## Prompt
Reproduce only this part of the listing: the line with "In the photo above, where can the clear", plus every line after it through the last.

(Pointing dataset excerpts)
• • •

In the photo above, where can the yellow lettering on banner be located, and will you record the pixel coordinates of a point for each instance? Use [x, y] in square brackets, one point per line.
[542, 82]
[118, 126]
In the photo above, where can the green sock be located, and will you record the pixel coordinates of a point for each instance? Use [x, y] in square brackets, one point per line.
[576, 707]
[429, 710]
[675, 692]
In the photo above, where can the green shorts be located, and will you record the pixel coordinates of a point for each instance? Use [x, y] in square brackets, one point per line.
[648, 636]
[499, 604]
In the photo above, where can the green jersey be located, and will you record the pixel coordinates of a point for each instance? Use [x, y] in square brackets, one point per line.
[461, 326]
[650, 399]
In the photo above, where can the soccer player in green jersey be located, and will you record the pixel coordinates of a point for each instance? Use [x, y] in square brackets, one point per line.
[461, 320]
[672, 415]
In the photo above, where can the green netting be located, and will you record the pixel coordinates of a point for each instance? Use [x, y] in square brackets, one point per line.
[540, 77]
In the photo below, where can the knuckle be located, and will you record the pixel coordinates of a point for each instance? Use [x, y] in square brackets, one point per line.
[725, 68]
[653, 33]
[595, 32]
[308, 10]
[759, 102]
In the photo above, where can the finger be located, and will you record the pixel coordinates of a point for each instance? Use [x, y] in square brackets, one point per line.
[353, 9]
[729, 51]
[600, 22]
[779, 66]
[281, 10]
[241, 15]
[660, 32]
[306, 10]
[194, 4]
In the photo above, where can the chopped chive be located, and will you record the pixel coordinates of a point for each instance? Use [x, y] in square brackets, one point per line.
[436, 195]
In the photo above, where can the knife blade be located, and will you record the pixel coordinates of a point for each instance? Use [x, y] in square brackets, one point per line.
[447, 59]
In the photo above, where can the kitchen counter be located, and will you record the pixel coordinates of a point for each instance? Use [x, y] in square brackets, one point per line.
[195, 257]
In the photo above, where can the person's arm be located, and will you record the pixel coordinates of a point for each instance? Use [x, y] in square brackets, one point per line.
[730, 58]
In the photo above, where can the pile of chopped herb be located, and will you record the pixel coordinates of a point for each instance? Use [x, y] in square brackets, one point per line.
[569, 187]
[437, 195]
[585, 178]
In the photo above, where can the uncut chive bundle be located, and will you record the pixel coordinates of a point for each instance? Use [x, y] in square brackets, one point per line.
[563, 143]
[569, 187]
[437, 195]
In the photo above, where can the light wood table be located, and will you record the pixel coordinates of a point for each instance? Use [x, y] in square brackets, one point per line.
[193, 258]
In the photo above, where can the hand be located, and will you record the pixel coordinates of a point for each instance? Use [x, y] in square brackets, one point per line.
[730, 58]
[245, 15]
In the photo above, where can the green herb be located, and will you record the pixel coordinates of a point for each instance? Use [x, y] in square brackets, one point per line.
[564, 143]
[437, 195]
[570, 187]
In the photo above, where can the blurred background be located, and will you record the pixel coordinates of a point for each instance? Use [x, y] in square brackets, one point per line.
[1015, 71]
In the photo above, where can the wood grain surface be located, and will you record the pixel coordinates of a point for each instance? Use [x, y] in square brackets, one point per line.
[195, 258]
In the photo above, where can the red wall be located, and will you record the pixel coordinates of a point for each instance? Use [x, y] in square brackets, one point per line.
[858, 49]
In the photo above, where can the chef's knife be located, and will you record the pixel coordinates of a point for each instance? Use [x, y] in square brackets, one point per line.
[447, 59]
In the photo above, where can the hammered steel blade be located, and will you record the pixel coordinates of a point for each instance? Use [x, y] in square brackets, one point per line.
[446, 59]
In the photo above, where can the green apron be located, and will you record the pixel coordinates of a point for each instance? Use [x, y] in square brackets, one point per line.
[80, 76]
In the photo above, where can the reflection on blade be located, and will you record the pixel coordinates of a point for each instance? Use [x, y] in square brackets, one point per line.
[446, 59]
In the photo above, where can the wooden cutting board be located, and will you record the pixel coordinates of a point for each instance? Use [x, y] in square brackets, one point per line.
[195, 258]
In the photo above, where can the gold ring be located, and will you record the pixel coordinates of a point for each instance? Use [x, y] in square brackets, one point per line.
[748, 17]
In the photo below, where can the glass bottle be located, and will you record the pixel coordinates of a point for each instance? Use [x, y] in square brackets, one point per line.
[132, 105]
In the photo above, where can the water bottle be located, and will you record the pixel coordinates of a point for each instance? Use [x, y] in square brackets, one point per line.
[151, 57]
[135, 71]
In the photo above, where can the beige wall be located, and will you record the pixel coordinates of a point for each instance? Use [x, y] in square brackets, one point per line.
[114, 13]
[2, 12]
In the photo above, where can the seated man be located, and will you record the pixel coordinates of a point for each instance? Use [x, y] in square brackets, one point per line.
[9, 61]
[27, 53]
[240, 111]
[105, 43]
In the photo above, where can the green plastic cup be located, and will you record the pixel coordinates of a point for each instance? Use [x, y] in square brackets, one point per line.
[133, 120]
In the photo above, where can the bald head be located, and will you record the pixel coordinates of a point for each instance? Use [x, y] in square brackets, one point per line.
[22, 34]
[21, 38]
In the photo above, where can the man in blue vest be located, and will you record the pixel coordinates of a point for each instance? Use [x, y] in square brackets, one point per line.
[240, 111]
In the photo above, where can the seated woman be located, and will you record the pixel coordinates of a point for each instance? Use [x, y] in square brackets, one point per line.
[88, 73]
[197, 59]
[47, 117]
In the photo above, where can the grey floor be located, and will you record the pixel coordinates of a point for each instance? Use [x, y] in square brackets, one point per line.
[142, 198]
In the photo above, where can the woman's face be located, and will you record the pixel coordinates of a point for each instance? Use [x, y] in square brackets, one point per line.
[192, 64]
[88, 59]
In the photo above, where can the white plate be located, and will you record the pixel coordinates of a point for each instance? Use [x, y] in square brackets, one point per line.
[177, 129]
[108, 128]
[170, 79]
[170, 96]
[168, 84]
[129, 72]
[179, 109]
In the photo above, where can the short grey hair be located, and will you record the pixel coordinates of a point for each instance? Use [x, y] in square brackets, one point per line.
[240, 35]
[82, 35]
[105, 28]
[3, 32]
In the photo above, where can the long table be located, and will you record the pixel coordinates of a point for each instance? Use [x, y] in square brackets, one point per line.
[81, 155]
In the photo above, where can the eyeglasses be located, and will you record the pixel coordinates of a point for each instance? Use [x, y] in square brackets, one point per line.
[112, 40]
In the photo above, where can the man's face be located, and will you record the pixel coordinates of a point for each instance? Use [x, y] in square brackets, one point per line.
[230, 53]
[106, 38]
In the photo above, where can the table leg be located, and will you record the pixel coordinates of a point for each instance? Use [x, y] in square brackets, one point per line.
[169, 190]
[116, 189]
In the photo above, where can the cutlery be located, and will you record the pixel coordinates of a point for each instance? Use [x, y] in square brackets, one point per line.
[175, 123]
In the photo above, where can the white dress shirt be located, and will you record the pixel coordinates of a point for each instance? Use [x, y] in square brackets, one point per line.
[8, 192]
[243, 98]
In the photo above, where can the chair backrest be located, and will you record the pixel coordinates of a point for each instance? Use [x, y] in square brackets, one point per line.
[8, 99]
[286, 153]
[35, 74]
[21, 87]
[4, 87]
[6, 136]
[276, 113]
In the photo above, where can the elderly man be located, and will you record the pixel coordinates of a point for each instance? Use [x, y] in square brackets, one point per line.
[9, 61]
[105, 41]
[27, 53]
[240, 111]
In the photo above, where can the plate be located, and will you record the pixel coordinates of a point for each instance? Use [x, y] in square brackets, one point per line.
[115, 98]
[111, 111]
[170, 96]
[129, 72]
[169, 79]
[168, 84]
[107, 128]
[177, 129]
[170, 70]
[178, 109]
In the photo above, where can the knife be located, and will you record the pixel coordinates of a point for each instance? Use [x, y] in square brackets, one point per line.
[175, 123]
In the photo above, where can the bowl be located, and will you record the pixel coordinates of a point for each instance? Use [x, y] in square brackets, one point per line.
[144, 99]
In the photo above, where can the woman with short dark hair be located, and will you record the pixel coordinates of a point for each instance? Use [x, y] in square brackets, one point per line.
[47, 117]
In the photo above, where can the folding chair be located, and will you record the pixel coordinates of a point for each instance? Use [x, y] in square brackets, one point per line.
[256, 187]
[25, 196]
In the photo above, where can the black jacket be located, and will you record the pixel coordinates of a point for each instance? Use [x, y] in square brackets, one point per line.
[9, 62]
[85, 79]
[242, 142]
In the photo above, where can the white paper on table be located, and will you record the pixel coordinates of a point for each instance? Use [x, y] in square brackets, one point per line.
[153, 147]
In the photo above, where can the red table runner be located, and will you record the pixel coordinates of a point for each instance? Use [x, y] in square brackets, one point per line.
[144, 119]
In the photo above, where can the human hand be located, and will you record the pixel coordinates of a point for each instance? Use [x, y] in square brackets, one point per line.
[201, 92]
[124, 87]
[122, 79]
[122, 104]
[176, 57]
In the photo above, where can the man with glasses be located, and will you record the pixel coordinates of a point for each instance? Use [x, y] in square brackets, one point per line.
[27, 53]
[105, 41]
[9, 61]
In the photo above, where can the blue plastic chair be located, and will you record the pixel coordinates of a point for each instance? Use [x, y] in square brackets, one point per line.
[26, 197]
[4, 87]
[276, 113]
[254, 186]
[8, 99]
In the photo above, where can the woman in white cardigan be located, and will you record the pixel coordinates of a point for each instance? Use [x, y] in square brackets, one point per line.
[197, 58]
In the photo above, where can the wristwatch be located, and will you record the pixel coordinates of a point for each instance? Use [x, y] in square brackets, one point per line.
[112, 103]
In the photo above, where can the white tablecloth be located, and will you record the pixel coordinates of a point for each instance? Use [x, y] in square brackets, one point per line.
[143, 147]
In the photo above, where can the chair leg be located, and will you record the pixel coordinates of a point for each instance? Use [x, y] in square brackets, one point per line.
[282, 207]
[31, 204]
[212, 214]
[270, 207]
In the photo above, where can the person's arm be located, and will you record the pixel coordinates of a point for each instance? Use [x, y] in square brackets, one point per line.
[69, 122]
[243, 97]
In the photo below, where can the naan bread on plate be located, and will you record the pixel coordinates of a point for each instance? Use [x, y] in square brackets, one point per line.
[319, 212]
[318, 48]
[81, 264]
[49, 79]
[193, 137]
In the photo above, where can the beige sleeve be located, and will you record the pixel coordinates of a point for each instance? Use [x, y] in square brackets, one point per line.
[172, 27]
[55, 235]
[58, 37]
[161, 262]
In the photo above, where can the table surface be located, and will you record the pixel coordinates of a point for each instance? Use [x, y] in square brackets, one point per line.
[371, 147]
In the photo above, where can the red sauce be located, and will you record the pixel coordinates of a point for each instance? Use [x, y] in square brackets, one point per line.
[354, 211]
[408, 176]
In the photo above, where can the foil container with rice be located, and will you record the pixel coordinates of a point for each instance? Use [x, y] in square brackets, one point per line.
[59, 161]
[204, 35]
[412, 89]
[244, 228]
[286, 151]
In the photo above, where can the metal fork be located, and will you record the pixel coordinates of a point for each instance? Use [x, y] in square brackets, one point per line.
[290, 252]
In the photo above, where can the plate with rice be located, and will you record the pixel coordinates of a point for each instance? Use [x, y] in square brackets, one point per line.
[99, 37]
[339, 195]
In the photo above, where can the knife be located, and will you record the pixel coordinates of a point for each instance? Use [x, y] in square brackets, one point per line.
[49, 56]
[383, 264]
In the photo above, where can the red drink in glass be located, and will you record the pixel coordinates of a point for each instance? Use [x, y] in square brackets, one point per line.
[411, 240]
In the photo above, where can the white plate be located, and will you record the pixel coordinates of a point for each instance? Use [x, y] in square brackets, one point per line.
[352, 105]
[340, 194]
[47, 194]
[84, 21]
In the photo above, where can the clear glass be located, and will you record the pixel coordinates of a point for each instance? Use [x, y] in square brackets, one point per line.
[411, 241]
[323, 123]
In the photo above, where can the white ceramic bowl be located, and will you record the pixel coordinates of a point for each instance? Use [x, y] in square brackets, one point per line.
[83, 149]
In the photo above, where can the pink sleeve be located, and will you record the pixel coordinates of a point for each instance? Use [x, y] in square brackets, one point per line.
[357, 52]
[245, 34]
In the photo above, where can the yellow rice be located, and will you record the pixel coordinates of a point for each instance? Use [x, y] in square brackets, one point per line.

• • •

## Problem solution
In the photo above, where can the clear glass be located, and will you record the pixel coordinates of a point for each instance? Use [x, y] in square brackets, one point per line.
[411, 241]
[323, 123]
In the photo above, where can the white ceramic bowl be located, and will you record the pixel coordinates of a point for each instance? Use [x, y] in square brackets, one point per line.
[83, 149]
In the photo above, where can the pink sleeve be located, and will you record the pixel coordinates of a point for each instance? Use [x, y] in square brackets, one point per line.
[357, 52]
[245, 34]
In the photo above, where can the yellow rice be located, and will you record the pixel coordinates of a point for each instance? Use [x, y] in square brackets, one point per line.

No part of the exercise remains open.